[Consignes de l'exercice]
1. Selon l'extrait sur la liberté individuelle, pourquoi cette liberté était-elle le plus souvent sans valeur avant toute civilisation ? Répondez en une à trois phrases.
2. Recopiez fidèlement le passage de l'extrait sur la liberté individuelle qui commence aux mots « La liberté individuelle » et s'arrête après les mots « contre la civilisation. ».

La liberté individuelle n'est donc nullement un produit culturel. C'est avant toute civilisation qu'elle était la plus grande, mais aussi sans valeur le plus souvent, car l'individu n'était guère en état de la défendre. Le développement de la civilisation lui impose des restrictions, et la justice exige que ces restrictions ne soient épargnées à personne. Quand une communauté humaine sent s'agiter en elle une poussée de liberté, cela peut répondre à un mouvement de révolte contre une injustice patente, devenir ainsi favorable à un nouveau progrès culturel et demeurer compatible avec lui. Mais cela peut être aussi l'effet de la persistance d'un reste de l'individualisme indompté et former alors la base de tendances hostiles à la civilisation. La poussée de liberté se dirige de ce fait contre certaines formes ou certaines exigences culturelles, ou bien même contre la civilisation.

[Section des données]
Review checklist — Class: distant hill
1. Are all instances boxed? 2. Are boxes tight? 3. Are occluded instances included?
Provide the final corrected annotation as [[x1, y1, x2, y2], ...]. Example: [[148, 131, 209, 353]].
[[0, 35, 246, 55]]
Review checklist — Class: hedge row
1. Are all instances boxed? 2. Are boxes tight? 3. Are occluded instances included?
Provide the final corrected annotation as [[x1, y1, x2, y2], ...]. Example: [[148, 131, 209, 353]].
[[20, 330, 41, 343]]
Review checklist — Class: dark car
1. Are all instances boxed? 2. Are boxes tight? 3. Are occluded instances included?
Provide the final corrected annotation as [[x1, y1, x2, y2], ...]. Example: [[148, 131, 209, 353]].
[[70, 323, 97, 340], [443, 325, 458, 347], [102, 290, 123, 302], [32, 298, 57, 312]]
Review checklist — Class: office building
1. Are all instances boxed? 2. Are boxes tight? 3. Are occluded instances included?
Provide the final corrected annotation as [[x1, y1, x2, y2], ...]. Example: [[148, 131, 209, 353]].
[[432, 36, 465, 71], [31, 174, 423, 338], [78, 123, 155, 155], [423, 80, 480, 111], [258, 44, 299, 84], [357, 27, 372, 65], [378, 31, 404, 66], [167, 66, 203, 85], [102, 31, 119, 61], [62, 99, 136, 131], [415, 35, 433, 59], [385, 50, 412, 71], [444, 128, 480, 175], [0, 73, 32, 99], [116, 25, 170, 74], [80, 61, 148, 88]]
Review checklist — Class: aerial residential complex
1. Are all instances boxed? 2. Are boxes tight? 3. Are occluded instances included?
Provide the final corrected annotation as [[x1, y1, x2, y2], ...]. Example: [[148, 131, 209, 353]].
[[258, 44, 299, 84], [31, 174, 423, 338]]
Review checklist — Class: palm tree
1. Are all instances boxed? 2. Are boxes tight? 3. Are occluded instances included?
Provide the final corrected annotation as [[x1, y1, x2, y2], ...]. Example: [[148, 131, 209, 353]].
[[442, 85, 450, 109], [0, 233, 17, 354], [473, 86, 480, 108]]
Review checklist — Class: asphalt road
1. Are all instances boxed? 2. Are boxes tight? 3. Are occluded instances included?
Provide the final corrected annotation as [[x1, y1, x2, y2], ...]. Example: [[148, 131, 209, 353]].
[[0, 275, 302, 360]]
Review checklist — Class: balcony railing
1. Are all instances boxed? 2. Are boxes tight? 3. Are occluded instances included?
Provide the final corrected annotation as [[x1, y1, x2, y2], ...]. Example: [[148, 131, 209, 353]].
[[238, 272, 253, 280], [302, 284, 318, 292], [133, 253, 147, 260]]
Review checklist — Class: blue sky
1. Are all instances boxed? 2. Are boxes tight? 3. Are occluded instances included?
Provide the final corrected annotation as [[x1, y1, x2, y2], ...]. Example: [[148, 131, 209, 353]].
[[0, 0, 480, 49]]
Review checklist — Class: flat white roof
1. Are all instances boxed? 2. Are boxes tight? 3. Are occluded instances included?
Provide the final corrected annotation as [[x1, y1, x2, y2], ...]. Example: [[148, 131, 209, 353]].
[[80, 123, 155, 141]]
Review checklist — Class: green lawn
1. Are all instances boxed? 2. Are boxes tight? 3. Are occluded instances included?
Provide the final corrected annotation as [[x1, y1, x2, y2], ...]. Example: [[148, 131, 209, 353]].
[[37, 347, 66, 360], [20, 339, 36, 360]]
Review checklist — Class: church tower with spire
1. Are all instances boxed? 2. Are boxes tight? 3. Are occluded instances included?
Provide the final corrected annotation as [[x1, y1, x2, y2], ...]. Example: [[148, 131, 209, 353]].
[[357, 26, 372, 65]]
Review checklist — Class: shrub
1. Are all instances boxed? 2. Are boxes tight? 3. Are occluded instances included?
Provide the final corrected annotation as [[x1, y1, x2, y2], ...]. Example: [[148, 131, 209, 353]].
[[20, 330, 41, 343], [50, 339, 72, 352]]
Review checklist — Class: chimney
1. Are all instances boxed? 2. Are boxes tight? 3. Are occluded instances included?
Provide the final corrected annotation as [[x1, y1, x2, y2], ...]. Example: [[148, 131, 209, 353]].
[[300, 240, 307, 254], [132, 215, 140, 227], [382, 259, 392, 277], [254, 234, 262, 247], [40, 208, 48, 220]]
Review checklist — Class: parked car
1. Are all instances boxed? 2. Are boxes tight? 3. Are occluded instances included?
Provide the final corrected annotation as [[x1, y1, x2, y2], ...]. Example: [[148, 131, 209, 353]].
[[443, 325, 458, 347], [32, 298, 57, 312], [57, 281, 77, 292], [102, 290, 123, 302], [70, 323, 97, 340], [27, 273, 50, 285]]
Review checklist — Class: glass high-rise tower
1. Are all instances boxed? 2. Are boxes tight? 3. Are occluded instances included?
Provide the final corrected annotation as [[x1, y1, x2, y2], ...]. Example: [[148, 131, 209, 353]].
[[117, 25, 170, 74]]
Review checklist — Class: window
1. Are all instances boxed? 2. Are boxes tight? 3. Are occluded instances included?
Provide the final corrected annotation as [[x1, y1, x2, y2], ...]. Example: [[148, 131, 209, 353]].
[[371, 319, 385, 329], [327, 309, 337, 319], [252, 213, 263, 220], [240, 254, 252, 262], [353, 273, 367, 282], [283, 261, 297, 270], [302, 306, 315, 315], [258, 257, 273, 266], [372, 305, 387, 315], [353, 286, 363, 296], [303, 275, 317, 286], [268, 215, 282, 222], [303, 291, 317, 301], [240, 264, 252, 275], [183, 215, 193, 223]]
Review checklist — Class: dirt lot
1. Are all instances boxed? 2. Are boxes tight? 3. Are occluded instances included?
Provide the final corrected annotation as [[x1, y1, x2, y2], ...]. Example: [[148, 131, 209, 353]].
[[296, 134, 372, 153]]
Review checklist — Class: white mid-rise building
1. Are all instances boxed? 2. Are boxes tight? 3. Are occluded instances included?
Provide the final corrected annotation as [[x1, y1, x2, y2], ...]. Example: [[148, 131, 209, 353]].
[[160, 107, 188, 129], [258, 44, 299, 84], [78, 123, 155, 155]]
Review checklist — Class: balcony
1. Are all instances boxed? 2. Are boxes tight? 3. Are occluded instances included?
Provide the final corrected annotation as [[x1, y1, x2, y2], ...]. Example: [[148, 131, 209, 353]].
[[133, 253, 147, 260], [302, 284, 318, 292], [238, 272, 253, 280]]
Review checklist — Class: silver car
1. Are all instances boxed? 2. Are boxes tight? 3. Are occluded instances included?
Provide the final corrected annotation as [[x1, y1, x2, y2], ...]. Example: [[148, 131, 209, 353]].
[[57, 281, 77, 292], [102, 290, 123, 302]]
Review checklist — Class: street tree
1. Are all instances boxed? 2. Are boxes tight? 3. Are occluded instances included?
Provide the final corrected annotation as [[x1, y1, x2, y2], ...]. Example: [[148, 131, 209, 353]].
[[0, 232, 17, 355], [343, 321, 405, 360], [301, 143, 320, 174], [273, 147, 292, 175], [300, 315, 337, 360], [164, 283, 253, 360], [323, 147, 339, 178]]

==

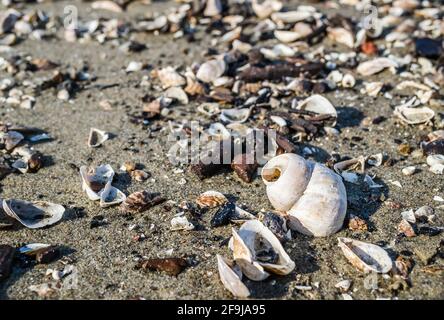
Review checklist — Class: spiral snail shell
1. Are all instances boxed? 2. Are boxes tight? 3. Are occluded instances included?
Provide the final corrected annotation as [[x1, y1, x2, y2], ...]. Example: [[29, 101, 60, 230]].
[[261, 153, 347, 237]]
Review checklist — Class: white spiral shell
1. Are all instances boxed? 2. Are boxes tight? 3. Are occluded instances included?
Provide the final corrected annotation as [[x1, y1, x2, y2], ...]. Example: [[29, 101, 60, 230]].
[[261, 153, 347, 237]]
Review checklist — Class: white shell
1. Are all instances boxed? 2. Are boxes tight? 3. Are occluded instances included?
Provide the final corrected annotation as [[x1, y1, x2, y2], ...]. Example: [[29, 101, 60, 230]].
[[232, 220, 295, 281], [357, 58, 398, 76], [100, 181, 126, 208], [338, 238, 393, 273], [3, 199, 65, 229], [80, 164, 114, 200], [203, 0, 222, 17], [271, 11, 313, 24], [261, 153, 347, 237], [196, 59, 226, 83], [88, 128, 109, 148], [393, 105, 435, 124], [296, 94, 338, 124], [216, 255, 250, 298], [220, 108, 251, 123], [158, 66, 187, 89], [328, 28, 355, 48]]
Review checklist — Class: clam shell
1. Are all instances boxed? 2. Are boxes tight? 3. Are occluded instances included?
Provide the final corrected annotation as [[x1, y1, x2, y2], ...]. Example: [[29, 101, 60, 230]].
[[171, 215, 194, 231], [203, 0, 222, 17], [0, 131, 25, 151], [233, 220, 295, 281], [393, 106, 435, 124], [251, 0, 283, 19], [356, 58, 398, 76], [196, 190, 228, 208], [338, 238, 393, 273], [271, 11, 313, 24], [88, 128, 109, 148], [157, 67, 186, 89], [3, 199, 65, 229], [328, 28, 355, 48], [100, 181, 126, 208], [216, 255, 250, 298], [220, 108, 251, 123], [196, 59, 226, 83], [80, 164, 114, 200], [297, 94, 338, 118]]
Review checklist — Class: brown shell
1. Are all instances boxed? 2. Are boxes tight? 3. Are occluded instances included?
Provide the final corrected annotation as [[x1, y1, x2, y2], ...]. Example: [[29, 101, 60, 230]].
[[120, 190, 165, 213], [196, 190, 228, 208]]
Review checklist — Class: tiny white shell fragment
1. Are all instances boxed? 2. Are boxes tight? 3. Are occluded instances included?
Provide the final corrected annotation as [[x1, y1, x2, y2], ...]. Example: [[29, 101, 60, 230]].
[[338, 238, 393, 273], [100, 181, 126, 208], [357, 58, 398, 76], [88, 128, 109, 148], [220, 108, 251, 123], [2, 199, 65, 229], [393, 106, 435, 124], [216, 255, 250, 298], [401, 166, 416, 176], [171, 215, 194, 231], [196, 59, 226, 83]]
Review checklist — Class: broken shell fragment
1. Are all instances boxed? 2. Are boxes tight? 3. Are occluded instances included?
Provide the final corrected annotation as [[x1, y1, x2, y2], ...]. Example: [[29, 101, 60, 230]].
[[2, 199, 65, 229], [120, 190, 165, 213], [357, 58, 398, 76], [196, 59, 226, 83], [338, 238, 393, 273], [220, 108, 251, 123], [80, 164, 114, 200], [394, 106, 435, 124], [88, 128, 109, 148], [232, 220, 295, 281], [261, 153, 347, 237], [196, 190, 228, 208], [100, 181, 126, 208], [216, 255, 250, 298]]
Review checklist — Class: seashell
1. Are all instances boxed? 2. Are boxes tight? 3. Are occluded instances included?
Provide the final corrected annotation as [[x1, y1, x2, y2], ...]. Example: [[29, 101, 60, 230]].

---

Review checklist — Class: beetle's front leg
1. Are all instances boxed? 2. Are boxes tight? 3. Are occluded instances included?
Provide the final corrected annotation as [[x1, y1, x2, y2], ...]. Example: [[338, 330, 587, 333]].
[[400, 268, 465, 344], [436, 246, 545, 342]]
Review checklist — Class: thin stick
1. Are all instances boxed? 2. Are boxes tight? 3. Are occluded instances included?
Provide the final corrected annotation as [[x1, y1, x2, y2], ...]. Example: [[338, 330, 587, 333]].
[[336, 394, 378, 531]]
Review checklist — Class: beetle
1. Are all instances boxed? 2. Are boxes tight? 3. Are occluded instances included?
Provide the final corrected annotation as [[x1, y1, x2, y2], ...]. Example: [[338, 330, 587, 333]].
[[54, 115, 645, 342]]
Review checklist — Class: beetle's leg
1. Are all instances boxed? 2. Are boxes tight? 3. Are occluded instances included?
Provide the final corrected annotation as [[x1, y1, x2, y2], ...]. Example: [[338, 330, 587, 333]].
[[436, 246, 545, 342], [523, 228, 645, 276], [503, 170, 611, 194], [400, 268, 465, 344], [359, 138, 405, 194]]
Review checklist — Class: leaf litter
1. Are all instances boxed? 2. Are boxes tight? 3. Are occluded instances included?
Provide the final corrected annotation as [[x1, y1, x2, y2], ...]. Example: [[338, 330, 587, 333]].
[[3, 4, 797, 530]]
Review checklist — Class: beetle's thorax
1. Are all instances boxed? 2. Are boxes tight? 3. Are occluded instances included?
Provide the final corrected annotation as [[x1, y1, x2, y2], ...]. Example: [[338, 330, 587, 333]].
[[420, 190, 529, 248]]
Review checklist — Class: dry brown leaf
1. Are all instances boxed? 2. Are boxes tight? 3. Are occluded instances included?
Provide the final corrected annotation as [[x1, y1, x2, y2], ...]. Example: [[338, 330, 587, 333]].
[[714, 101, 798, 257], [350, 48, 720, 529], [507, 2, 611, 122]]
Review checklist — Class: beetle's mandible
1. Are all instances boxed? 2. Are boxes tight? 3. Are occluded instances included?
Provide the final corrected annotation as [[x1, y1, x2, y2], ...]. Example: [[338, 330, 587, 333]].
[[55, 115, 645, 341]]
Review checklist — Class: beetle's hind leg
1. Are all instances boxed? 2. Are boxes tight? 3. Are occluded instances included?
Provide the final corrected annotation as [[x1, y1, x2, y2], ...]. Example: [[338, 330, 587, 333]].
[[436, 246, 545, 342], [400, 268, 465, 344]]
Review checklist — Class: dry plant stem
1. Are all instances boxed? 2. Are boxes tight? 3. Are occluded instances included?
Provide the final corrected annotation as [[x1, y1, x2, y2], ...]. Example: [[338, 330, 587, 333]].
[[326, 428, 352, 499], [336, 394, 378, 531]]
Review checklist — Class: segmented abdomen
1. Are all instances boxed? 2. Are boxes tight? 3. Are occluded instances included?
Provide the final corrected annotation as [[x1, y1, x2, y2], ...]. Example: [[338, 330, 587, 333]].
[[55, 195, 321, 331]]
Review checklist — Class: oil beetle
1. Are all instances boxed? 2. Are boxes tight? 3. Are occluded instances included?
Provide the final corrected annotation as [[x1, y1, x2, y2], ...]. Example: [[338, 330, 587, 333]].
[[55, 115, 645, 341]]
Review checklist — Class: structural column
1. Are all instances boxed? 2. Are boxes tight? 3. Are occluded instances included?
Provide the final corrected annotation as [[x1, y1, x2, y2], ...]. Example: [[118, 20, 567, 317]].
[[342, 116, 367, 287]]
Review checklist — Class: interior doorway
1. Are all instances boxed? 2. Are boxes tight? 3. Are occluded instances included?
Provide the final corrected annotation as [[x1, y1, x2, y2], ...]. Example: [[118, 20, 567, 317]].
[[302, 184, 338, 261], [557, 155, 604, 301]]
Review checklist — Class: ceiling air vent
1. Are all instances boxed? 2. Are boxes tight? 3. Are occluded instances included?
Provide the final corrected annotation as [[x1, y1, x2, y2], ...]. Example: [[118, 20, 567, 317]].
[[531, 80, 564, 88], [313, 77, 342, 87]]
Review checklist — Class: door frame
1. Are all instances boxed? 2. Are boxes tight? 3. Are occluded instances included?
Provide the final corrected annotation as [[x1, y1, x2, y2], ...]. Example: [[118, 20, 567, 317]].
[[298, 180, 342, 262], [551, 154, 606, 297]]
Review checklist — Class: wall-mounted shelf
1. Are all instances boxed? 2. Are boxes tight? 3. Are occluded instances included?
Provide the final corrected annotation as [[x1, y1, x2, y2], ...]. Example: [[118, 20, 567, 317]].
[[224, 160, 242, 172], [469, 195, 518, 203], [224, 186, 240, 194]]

[Réponses fournies]
1. Avant toute civilisation, la liberté individuelle était à son plus haut degré, mais elle restait le plus souvent sans valeur, car l'individu n'était guère en état de la défendre.

2.
La liberté individuelle n'est donc nullement un produit culturel. C'est avant toute civilisation qu'elle était la plus grande, mais aussi sans valeur le plus souvent, car l'individu n'était guère en état de la défendre. Le développement de la civilisation lui impose des restrictions, et la justice exige que ces restrictions ne soient épargnées à personne. Quand une communauté humaine sent s'agiter en elle une poussée de liberté, cela peut répondre à un mouvement de révolte contre une injustice patente, devenir ainsi favorable à un nouveau progrès culturel et demeurer compatible avec lui. Mais cela peut être aussi l'effet de la persistance d'un reste de l'individualisme indompté et former alors la base de tendances hostiles à la civilisation. La poussée de liberté se dirige de ce fait contre certaines formes ou certaines exigences culturelles, ou bien même contre la civilisation.